§ Given problem
Print the rows below, copying each line exactly.

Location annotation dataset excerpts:
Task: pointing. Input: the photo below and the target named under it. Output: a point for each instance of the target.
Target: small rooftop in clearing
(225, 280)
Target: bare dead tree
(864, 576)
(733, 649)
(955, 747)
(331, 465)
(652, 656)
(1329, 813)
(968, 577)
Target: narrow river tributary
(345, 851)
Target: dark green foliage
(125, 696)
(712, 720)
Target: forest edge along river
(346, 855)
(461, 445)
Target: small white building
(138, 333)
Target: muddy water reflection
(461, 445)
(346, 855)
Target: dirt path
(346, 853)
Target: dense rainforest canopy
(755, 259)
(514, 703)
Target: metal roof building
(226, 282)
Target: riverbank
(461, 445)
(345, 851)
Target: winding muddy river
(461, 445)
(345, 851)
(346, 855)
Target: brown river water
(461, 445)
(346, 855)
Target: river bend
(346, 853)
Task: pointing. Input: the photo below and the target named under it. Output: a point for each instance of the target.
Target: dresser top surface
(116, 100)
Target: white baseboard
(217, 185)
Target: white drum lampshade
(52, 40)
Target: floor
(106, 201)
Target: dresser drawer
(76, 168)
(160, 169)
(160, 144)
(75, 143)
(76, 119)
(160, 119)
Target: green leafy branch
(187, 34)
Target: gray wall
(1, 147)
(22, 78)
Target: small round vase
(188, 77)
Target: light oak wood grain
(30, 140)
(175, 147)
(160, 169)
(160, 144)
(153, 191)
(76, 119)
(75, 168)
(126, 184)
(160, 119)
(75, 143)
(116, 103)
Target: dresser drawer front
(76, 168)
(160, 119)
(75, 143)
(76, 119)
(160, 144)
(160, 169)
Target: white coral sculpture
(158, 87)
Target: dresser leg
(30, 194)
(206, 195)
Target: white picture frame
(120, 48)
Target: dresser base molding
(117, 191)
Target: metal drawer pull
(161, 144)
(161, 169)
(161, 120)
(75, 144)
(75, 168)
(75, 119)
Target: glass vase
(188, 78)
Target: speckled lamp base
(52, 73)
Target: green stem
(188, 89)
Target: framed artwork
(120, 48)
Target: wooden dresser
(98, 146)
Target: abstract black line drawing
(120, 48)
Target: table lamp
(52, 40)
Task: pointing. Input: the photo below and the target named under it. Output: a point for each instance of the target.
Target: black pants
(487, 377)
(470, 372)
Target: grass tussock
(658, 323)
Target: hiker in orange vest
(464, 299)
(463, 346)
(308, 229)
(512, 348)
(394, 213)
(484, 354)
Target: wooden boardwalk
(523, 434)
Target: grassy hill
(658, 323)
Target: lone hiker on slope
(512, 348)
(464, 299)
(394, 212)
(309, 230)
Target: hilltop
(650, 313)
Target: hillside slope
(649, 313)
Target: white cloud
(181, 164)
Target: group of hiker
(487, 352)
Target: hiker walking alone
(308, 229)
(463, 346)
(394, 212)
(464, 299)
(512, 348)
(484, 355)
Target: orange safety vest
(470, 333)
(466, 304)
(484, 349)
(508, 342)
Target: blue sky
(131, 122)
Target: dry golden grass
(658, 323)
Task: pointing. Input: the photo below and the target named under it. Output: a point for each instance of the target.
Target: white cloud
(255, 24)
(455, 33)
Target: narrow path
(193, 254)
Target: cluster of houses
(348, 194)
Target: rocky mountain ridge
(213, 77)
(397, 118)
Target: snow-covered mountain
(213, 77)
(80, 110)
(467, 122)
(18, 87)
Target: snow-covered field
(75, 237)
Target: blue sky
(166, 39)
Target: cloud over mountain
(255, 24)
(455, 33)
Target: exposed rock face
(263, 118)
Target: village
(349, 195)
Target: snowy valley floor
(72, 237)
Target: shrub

§ Solution below
Task: pointing. Input: the photo below and the target named under it. Output: a point for each instance of the target.
Target: small rooftop in clearing
(225, 280)
Target: bare dead tree
(864, 576)
(733, 649)
(955, 747)
(331, 465)
(652, 656)
(1329, 813)
(968, 577)
Target: narrow river tributary
(345, 851)
Target: dark green foliage
(125, 696)
(712, 720)
Target: forest edge along river
(346, 855)
(461, 445)
Target: small white building
(138, 333)
Target: muddy water reflection
(461, 445)
(346, 855)
Target: dirt path
(346, 853)
Target: dense rainforest canopy
(755, 259)
(514, 703)
Target: metal roof building
(226, 282)
Target: riverbank
(461, 445)
(345, 851)
Target: winding muddy river
(461, 445)
(345, 851)
(346, 855)
Target: brown river water
(461, 445)
(346, 855)
Target: river bend
(346, 853)
Task: pointing. Input: the photo below and the target named under it. Output: a point for each instance of the target.
Target: dresser top surface
(116, 100)
Target: white baseboard
(217, 185)
Target: white drum lampshade
(52, 40)
Target: floor
(106, 201)
Target: dresser drawer
(76, 168)
(160, 169)
(160, 144)
(75, 143)
(76, 119)
(160, 119)
Target: green leafy branch
(187, 34)
Target: gray wall
(1, 147)
(22, 78)
Target: small round vase
(188, 77)
Target: light oak wood grain
(30, 140)
(175, 147)
(160, 169)
(160, 144)
(153, 191)
(76, 119)
(75, 168)
(126, 184)
(160, 119)
(75, 143)
(116, 103)
Target: dresser drawer front
(76, 168)
(160, 119)
(75, 143)
(76, 119)
(160, 144)
(160, 169)
Target: white coral sculpture
(158, 87)
Target: dresser leg
(30, 194)
(206, 195)
Target: white picture frame
(120, 48)
Target: dresser base molding
(117, 191)
Target: metal drawer pull
(161, 144)
(161, 169)
(161, 120)
(75, 144)
(75, 168)
(75, 119)
Target: glass vase
(188, 78)
Target: speckled lamp base
(52, 73)
Target: green stem
(188, 89)
Target: framed artwork
(120, 48)
Target: wooden dresser
(98, 146)
Target: abstract black line drawing
(120, 48)
Target: table lamp
(52, 40)
Task: pointing. Input: the photo below and the target named under it. Output: a point for each instance of the target.
Target: black pants
(487, 377)
(470, 372)
Target: grass tussock
(658, 323)
Target: hiker in orange vest
(464, 299)
(463, 346)
(308, 229)
(512, 348)
(394, 213)
(484, 354)
Target: wooden boardwalk
(523, 434)
Target: grassy hill
(658, 323)
Target: lone hiker on slope
(512, 348)
(464, 299)
(394, 212)
(309, 230)
Target: hilltop
(650, 313)
Target: hillside slope
(649, 313)
Target: white cloud
(181, 164)
Target: group of hiker
(487, 352)
Target: hiker walking alone
(308, 229)
(463, 346)
(394, 212)
(464, 299)
(512, 348)
(484, 355)
Target: orange safety vest
(470, 333)
(466, 304)
(484, 349)
(508, 342)
Target: blue sky
(131, 122)
Target: dry golden grass
(658, 323)
Task: pointing. Input: the photo below and the target named under it. Output: a point for each instance of the target.
Target: white cloud
(255, 24)
(455, 33)
Target: narrow path
(193, 254)
Target: cluster of houses
(348, 194)
Target: rocky mountain ridge
(213, 77)
(397, 118)
Target: snow-covered mountain
(213, 77)
(80, 110)
(467, 122)
(18, 87)
Target: snow-covered field
(75, 237)
Target: blue sky
(166, 39)
Target: cloud over mountain
(255, 24)
(455, 33)
Target: exposed rock face
(263, 118)
Target: village
(349, 195)
Target: snowy valley floor
(72, 237)
Target: shrub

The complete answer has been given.